REQUIRED ACTION A: In the passage on the constructive dissent awards, which languages does Julie M. Stufft speak?
REQUIRED ACTION B: Transcribe everything in the passage on the constructive dissent awards from "Ms. Stufft was" down to "receive timely guidance.", keeping every word and mark unchanged.

SOURCE DOCUMENT:
######

Ms. Stufft was also instrumental in promoting State’s right to issue country-specific travel advisories and repatriations that helped bring Americans home during the pandemic. In the earliest days of the pandemic, individual country travel advisories required agreement from all principals. As a result, advisories for some locations, where U.S. diplomatic missions were drawing down personnel, were held up for days or weeks. Ms. Stufft argued that State and CDC were obligated to immediately issue their own advisories, removing them from the gummed-up senior leadership review process so that Americans could receive timely guidance.
Detailed to the NSC during a time in which some foundational State Department practices and policies were questioned in the White House, Ms. Stufft—sometimes the only career State Department official in the room—sought not only to offer the best policy advice, but to be the best representative of the U.S. Foreign Service to those unfamiliar with career diplomats. She brought others from State into the effort and saw that everyone who worked closely with them gained a deeper understanding of the professionalism, creativity and determination of FS personnel.
“In an environment often characterized by a lack of trust between career officials and political appointees,” she tells the FSJ, “I saw senior White House staff and other political appointees who, despite never having been exposed to this policy set, grasp the importance of protecting and advising Americans abroad and strongly advocate for that position. I was nominated for this award by leadership who understand the inherent value of constructive dissent; but I won’t forget that they had more to lose in their advocacy than I did, and they did the right thing.”
Ms. Stufft feels strongly about the importance of constructive dissent. “As a deputy chief of mission, I finally understood the essential role of constructive dissent in foreign policy making,” she says. “I think early in our careers, we may wonder if dissent is really compatible with adhering to the chain of command—we picture dissenters as lone wolves rebuked by their supervisors for eschewing the policy process. On the contrary, I’ve never had a supervisor who did not appreciate well-considered opposing viewpoints. As DCM, I was thrilled to have someone on my staff say, ‘Julie, I think we need to rethink this policy, and here’s why.’ Consider constructive dissent as part of the policy process, not separate from it.”
Julie M. Stufft currently serves as managing director for visa services in the Bureau of Consular Affairs. A career member of the Senior Foreign Service, Ms. Stufft previously served as DCM in Moldova and Djibouti. She has also served in Russia, Ethiopia and Poland, as well as in the State Department Operations Center. She was a 2014-2015 Fellow to Seminar XXI at MIT’s Center for International Studies. Ms. Stufft is originally from Ohio and holds degrees from Case Western Reserve University and Duke University. She speaks Russian, Romanian, French and Polish.
Monica Smith strongly advocated changing the way USAID’s West Bank and Gaza Mission engaged in the Gaza water sector, given the pervasive influence of Hamas there. In so doing, she persistently challenged the approach of mission management, at great personal cost. Her astute assessment of the risk of inadvertently assisting a terrorist actor led to a significant shift in the way the mission operated in Gaza and the West Bank.

######

PROVIDED RECORDS:
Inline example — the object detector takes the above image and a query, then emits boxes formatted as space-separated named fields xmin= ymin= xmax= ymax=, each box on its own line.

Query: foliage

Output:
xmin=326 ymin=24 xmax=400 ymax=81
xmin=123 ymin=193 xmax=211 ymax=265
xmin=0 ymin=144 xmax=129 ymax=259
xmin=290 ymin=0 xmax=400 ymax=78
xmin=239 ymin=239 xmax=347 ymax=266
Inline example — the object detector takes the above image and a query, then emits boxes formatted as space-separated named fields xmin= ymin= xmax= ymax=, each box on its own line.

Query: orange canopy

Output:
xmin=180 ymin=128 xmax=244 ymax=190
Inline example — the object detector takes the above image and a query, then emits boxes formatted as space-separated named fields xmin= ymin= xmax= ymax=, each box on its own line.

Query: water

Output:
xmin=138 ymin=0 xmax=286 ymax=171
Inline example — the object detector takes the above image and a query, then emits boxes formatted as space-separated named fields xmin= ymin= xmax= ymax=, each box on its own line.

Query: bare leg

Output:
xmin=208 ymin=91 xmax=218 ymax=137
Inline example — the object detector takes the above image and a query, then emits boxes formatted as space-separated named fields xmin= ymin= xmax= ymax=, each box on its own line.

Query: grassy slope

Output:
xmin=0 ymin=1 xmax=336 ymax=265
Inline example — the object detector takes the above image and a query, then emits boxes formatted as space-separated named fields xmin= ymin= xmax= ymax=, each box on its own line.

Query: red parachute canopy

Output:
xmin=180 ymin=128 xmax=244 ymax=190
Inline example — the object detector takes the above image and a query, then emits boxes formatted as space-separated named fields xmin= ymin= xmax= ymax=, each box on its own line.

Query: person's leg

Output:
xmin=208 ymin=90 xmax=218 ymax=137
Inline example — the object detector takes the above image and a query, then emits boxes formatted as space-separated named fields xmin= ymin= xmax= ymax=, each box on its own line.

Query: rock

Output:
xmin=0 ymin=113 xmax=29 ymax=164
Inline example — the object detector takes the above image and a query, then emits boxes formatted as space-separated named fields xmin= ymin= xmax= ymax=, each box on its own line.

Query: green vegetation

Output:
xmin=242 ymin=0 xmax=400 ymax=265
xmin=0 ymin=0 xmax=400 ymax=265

######

REPLY A: Russian, Romanian, French and Polish.

REPLY B:
Ms. Stufft was also instrumental in promoting State’s right to issue country-specific travel advisories and repatriations that helped bring Americans home during the pandemic. In the earliest days of the pandemic, individual country travel advisories required agreement from all principals. As a result, advisories for some locations, where U.S. diplomatic missions were drawing down personnel, were held up for days or weeks. Ms. Stufft argued that State and CDC were obligated to immediately issue their own advisories, removing them from the gummed-up senior leadership review process so that Americans could receive timely guidance.